— Short problem —
Starting with the line that contains "Target = green grass pitch" and going on through the end of the data, write those lines again with "pin" swapped for "marker" and everything else left the same.

Entries from a dataset
┏━━

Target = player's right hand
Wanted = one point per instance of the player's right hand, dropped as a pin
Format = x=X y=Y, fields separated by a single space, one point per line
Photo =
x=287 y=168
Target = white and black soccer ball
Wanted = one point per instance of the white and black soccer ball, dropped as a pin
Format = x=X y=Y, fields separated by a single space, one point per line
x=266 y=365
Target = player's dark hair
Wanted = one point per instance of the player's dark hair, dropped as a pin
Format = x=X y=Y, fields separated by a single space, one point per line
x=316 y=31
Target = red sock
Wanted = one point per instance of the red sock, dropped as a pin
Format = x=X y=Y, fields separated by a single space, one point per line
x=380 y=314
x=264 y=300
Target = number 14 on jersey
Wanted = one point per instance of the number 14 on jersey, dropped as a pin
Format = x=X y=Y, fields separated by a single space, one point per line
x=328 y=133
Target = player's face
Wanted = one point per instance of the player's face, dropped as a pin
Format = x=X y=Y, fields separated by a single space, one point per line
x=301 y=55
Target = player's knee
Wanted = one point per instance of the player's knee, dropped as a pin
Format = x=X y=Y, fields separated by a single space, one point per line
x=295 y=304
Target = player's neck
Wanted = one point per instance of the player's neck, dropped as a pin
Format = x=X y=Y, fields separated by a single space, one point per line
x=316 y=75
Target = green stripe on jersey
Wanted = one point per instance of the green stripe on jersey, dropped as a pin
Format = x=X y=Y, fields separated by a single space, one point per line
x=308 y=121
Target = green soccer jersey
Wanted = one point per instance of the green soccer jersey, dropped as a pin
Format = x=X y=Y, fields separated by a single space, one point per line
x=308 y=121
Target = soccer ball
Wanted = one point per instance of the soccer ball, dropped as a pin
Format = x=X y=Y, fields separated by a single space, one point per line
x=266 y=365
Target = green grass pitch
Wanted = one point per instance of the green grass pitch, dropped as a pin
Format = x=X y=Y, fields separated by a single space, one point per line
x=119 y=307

┗━━

— Solution —
Target = green grass pitch
Wanted = one point per instance of the green grass pitch, dropped as a marker
Format = x=X y=Y, fields separated by a single space, one point per line
x=119 y=307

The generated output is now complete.